* [CHALLENGES]:
• 1. From the passage on body awareness, translate this sentence into Spanish: "Most of society has been trained to only pay attention to our body when we are in pain."
• 2. Format part of the rows as a Markdown table with the columns Number and Line, leaving out blank lines. Begin at the line in the rows that contains "the child in" and stop after the line that contains "[[226, 166], [183, 171]]".

* [TEXT SEGMENT]:
** Start **

“The interference of the roof brain with the sexual function is peculiar to man and a source, as Freud never wearied of proclaiming, of much of what passes for “mental” illness. It seems to be characteristic of the human animal that it cannot accept its sexual function in the same uncritical way as it accepts its need for food and air. Both the intellectual and the emotional centres interfere with this function, and their interference, in many cases, is disastrous in its effects. Indeed, some of the most horrendous doings in the history of the “bloodstained hominid” (the witch hysteria of the sixteenth and seventeenth centuries, for example) were the direct outcome for the interference of these centres with the sexual function.”
Robert De Ropp – The Master Game: Pathways to higher consciousness beyond the drug experience
Most of society has been trained to only pay attention to our body when we are in pain. We have quite the tainted relationship with it, and hence, hopefully a continued cultural interest of embodied self awareness practices grows such as somatic healing, wim hoff, yoga, tai chi, and other movement based practices.

** End **

* [DATA FOR PROCESSING]:
** Start **

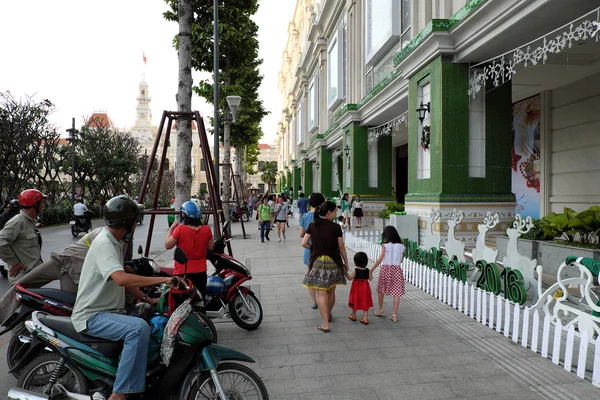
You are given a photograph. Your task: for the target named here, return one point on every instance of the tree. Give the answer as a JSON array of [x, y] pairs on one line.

** End **
** Start **

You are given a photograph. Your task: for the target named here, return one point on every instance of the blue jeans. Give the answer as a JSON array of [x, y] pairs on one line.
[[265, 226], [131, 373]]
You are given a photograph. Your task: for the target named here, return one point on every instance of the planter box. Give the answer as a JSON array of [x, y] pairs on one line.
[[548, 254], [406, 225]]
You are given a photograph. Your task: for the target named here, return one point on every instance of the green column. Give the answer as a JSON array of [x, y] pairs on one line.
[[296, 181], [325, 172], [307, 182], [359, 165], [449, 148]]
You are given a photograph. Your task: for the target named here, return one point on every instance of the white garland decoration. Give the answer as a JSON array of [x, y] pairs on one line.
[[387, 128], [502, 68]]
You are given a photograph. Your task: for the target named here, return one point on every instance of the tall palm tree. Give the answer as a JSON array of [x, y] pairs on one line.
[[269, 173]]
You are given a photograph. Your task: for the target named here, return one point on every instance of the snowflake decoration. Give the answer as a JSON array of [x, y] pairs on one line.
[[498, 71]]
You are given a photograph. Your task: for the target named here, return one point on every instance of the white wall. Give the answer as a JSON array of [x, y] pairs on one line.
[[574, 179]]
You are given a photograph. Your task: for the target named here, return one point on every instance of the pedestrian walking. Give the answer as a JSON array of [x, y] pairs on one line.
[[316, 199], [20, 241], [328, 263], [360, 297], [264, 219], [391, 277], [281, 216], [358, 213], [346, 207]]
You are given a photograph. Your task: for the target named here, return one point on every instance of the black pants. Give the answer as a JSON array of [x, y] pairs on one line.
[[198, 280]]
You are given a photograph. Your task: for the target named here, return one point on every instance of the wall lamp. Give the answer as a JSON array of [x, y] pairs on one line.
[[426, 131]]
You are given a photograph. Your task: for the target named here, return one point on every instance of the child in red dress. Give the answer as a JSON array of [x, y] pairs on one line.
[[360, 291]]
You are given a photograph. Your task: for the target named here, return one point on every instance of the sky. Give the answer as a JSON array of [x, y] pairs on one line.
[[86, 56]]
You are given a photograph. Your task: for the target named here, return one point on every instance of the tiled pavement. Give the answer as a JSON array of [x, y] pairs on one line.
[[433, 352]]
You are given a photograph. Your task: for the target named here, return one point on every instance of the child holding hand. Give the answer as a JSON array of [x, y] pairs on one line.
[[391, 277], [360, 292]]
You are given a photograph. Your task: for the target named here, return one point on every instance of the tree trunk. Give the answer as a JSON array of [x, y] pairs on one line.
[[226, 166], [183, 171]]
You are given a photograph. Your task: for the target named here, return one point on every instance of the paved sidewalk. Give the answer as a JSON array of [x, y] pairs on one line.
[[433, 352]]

** End **

* [SOLVED PROBLEMS]:
• 1. La mayor parte de la sociedad ha sido entrenada para prestar atención a nuestro cuerpo solo cuando sentimos dolor.

• 2.
| Number | Line |
|---|---|
| 1 | You are given a photograph. Your task: for the target named here, return one point on every instance of the child in red dress. Give the answer as a JSON array of [x, y] pairs on one line. |
| 2 | [[360, 291]] |
| 3 | You are given a photograph. Your task: for the target named here, return one point on every instance of the sky. Give the answer as a JSON array of [x, y] pairs on one line. |
| 4 | [[86, 56]] |
| 5 | You are given a photograph. Your task: for the target named here, return one point on every instance of the tiled pavement. Give the answer as a JSON array of [x, y] pairs on one line. |
| 6 | [[433, 352]] |
| 7 | You are given a photograph. Your task: for the target named here, return one point on every instance of the child holding hand. Give the answer as a JSON array of [x, y] pairs on one line. |
| 8 | [[391, 277], [360, 292]] |
| 9 | You are given a photograph. Your task: for the target named here, return one point on every instance of the tree trunk. Give the answer as a JSON array of [x, y] pairs on one line. |
| 10 | [[226, 166], [183, 171]] |